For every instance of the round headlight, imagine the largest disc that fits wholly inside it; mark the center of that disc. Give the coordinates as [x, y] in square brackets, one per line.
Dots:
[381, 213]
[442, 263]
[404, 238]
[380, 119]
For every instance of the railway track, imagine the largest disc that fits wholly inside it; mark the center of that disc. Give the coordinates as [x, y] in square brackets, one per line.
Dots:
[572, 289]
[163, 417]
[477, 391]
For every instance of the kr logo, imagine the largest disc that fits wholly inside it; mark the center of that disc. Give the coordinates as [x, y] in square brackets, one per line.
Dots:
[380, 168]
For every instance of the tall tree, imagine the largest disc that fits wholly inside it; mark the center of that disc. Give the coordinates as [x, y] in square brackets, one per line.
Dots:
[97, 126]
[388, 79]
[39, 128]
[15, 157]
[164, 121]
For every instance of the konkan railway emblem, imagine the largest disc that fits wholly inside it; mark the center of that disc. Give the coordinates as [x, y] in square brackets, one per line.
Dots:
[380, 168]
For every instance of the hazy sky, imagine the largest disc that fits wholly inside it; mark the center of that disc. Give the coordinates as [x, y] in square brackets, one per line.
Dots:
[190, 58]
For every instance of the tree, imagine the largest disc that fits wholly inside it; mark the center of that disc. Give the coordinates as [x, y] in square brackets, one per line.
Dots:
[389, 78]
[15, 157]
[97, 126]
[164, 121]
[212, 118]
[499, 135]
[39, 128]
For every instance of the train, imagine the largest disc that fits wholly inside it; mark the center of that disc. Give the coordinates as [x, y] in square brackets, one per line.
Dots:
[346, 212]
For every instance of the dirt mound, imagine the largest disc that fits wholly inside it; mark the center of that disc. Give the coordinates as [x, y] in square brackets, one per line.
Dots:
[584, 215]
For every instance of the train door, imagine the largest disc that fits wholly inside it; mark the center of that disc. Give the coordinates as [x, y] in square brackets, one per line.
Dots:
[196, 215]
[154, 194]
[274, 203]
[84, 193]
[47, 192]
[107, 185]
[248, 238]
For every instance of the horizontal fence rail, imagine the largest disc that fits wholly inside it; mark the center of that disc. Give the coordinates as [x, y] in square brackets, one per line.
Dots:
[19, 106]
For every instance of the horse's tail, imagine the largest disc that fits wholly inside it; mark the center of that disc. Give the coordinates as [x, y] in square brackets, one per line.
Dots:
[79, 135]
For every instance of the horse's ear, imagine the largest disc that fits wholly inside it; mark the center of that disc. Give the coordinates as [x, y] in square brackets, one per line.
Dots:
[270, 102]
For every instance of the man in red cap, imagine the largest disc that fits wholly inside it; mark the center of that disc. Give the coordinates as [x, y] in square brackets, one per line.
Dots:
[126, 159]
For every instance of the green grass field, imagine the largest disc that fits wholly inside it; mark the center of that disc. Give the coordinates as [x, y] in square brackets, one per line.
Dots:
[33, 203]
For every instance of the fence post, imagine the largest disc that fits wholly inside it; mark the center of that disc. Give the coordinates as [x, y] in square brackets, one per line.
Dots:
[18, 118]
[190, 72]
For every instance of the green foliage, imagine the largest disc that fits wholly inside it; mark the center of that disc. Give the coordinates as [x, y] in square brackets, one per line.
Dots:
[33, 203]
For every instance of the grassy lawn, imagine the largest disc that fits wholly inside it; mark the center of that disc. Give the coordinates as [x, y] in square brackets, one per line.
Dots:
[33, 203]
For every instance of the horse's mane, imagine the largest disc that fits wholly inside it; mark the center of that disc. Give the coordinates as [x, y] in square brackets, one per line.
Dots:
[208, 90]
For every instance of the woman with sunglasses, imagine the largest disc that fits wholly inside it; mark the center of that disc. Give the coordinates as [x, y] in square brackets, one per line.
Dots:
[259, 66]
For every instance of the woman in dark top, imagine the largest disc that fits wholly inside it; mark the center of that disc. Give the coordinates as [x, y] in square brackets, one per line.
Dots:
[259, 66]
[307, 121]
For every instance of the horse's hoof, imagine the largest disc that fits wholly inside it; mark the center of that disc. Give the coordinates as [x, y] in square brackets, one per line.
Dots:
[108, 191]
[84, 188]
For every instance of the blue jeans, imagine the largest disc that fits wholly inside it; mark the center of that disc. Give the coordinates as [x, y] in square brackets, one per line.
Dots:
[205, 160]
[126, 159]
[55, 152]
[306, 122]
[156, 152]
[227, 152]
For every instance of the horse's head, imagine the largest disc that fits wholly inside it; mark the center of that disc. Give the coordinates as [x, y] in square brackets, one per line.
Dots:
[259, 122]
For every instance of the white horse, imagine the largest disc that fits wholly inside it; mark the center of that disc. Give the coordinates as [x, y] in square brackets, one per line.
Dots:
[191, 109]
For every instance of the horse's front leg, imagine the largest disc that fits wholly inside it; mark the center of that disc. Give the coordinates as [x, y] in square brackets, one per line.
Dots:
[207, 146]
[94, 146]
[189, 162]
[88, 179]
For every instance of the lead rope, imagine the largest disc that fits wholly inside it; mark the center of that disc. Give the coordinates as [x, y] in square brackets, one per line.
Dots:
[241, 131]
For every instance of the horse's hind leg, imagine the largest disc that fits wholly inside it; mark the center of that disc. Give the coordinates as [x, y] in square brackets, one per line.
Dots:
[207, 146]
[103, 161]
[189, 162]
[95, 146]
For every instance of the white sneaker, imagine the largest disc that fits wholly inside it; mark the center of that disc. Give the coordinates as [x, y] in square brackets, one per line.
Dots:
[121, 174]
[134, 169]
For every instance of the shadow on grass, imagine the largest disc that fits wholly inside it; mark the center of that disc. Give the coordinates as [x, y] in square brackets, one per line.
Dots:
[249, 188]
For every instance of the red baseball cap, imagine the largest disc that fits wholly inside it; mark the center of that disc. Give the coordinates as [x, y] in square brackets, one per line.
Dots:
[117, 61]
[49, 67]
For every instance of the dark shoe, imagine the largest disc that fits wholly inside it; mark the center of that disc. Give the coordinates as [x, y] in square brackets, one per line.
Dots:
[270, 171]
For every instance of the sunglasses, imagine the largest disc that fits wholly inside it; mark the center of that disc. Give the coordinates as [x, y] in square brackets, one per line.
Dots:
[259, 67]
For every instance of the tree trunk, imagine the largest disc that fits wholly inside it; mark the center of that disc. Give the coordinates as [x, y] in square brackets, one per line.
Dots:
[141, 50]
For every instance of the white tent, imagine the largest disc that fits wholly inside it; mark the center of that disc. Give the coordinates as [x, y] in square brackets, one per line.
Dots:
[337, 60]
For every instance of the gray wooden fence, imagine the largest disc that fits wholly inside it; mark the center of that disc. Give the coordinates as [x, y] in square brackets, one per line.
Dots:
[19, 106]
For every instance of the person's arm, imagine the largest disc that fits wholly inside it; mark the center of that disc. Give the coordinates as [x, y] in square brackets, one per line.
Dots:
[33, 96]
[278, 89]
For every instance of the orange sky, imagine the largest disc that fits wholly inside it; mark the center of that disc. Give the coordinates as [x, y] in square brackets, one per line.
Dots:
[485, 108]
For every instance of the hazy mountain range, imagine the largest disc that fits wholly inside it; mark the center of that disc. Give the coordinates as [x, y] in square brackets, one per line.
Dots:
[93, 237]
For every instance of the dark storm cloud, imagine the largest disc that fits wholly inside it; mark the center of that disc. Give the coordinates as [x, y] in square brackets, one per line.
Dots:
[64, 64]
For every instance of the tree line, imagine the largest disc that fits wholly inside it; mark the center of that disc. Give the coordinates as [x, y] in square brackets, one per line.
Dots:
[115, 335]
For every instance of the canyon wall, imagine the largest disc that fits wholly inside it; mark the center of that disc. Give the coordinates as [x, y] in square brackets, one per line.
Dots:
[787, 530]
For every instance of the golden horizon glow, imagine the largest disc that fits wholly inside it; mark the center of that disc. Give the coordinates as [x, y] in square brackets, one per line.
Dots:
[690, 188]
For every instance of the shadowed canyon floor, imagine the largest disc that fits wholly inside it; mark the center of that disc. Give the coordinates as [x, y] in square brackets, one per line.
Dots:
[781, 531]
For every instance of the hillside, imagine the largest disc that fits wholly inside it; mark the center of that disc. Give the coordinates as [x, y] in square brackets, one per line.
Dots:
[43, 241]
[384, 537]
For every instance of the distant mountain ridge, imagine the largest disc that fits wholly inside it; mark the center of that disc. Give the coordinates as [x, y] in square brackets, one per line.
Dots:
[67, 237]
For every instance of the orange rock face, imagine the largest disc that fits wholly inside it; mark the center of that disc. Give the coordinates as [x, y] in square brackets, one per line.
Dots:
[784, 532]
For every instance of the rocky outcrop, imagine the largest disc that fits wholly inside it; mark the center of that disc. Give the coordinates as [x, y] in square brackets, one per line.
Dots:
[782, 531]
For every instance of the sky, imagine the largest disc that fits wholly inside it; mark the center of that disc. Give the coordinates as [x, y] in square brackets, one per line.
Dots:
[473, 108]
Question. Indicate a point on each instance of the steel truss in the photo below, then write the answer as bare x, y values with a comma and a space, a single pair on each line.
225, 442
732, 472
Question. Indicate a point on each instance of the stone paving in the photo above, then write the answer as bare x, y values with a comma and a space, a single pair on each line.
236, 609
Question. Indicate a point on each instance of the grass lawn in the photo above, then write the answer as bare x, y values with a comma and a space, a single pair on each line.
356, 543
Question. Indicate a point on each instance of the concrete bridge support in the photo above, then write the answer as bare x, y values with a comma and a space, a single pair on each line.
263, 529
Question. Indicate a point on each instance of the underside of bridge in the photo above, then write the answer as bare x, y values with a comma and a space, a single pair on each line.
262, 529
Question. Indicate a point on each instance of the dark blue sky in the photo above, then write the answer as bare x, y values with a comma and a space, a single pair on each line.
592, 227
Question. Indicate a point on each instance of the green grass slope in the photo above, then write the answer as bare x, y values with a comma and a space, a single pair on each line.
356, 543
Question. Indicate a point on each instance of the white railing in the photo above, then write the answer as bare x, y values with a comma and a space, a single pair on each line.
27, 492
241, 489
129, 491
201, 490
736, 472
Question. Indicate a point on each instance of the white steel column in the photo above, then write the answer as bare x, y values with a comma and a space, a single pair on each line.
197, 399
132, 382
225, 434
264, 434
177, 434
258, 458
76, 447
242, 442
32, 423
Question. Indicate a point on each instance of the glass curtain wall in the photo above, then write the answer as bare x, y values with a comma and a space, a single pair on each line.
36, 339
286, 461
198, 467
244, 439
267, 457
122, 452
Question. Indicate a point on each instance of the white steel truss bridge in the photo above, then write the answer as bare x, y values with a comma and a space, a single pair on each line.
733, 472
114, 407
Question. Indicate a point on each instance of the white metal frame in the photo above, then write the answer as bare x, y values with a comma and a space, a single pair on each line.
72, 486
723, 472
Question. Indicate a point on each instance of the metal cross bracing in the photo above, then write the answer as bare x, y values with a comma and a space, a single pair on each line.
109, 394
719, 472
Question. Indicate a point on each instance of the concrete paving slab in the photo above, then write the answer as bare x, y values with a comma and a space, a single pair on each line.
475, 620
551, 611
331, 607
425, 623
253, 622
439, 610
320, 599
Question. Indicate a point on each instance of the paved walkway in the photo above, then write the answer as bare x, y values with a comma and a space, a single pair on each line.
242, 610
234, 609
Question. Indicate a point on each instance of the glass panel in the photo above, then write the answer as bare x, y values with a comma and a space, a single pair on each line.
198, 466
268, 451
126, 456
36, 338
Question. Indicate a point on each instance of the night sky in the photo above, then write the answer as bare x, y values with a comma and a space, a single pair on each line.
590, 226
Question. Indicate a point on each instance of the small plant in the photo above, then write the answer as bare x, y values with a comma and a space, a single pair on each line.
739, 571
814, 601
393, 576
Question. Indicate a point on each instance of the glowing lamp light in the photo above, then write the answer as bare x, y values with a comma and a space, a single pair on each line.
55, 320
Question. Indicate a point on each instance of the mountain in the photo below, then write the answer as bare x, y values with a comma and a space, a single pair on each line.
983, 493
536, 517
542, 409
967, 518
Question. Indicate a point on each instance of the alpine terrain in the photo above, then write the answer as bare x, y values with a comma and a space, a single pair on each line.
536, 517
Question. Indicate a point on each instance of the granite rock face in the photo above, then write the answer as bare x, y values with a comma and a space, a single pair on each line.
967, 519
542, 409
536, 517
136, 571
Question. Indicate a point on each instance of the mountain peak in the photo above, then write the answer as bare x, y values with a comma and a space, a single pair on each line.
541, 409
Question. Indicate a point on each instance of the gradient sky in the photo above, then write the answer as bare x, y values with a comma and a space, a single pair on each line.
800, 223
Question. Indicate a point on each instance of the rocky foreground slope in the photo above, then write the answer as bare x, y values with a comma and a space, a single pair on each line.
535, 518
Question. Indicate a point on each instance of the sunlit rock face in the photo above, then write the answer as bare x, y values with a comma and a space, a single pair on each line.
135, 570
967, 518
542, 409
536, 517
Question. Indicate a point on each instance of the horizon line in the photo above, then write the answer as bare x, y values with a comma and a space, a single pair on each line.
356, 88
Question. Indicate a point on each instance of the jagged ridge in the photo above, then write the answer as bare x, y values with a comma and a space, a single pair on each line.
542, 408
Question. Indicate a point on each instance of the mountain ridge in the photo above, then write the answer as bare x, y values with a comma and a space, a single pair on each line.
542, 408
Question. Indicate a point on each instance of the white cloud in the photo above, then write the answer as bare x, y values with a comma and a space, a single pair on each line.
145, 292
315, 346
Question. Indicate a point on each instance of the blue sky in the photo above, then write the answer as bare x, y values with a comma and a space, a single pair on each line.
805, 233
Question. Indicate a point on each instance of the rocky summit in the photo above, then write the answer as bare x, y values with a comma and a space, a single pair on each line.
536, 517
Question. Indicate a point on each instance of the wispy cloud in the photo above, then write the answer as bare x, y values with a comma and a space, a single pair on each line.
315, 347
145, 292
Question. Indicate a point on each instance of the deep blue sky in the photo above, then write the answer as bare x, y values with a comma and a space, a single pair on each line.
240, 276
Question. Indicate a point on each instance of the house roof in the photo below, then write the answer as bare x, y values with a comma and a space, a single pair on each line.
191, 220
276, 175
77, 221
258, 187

⁂

• Exercise objective:
Transcribe verbatim. Cover the lines from the first line of the entries above to the line containing "For every instance of the tree, imagine", inclusive.

• Task output:
For every instance of the round headlight, imagine the largest disc that fits wholly inside it; mark the center of that disc. Give the coordinates as [x, y] in square brackets, one per line.
Dots:
[381, 213]
[442, 263]
[404, 238]
[380, 119]
For every instance of the railway track, imagine the largest disc that fits wholly inside it; mark the center of that disc. Give the coordinates as [x, y] in square brackets, one per line.
Dots:
[572, 289]
[163, 417]
[477, 391]
For every instance of the kr logo, imagine the largest disc that fits wholly inside it; mark the center of that disc. Give the coordinates as [x, y] in square brackets, one per line.
Dots:
[380, 168]
For every instance of the tall tree, imagine the largest disc that fits wholly inside it; mark the center of that disc. Give the coordinates as [x, y] in square brackets, one per line.
Dots:
[97, 126]
[388, 79]
[39, 128]
[15, 157]
[164, 121]
For every instance of the konkan railway emblem, imagine the largest disc that fits wholly inside it; mark the center of that disc. Give the coordinates as [x, y] in square brackets, one per line.
Dots:
[380, 168]
For every instance of the hazy sky, imagine the largest disc that fits wholly inside it; mark the center of that disc. Give the coordinates as [x, y] in square brackets, one per line.
Dots:
[190, 58]
For every instance of the tree, imagine the largest disc that fits wholly inside it; mark the center of that disc. Give the coordinates as [x, y] in square brackets, one per line.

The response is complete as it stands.